==== RECORDED INFORMATION

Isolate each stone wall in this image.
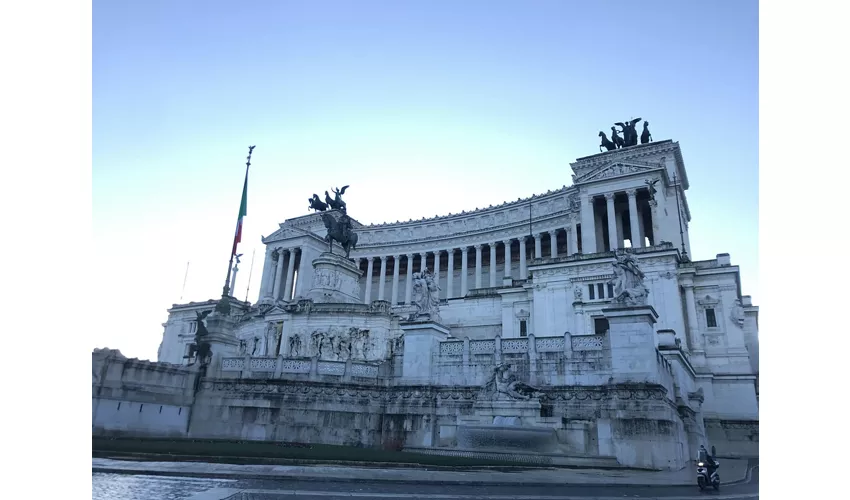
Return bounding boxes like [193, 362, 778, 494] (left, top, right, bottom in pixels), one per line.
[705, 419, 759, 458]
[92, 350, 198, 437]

========
==== RECORDED INFORMATION

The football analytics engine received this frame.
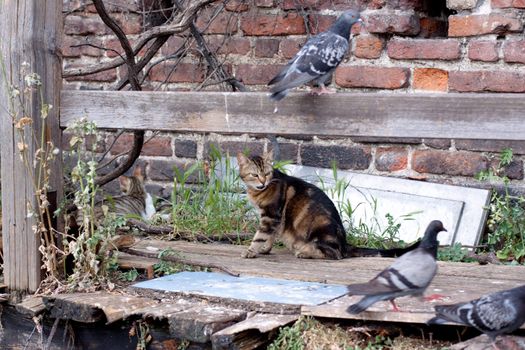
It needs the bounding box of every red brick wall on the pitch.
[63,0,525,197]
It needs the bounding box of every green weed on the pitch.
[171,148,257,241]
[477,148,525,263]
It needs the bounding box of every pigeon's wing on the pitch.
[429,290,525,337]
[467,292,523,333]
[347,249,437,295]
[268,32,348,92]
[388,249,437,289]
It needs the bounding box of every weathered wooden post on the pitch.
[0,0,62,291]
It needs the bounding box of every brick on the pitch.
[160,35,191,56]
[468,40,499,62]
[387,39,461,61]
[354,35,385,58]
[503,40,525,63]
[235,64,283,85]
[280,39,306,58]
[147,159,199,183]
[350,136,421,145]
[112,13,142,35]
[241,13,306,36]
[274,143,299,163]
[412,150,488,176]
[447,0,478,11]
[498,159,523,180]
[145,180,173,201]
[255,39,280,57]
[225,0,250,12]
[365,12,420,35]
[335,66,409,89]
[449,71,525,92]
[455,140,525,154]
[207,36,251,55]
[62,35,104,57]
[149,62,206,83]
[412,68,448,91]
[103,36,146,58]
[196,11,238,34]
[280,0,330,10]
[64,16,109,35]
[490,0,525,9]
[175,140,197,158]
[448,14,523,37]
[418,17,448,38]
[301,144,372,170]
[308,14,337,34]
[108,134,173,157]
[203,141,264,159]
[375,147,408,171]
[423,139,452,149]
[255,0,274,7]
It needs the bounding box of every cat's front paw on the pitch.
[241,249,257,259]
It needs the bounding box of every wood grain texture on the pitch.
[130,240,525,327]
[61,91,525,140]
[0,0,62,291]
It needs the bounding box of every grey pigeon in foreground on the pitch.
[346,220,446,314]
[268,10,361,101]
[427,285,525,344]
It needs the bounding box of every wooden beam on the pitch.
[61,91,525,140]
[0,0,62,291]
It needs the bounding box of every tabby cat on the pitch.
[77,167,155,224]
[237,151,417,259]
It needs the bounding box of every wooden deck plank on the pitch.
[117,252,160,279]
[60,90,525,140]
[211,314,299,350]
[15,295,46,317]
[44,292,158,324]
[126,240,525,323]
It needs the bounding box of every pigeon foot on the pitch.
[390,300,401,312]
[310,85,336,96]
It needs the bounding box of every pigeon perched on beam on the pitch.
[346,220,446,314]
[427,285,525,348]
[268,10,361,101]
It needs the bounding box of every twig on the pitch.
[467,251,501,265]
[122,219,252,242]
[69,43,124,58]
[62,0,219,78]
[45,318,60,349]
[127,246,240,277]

========

▸ **WORK TO COMPLETE**
Express the material from the line with "It needs the bounding box of every brick" to the line with "[412,68,448,91]" as a two-column CSV with the headers text and answer. Give one row for each sentence together with the boxes listed under it, and put each value in a single quoted field with any line breaks turned into spaces.

▸ **TASK RESULT**
text,answer
"It needs the bounding box of every brick on the pitch.","[160,35,191,56] [468,40,499,62] [387,39,461,61] [354,35,385,58] [503,40,525,63] [235,64,283,85] [280,39,306,58] [147,159,199,183] [350,136,421,145] [112,13,142,35] [241,13,306,36] [274,143,299,163] [412,150,488,176] [447,0,478,11] [498,159,523,180] [145,180,173,201] [255,39,280,57] [225,0,250,12] [365,12,420,35] [335,66,409,89] [449,71,525,92] [455,140,525,154] [207,36,251,55] [62,35,104,57] [149,62,206,83] [412,68,448,91]"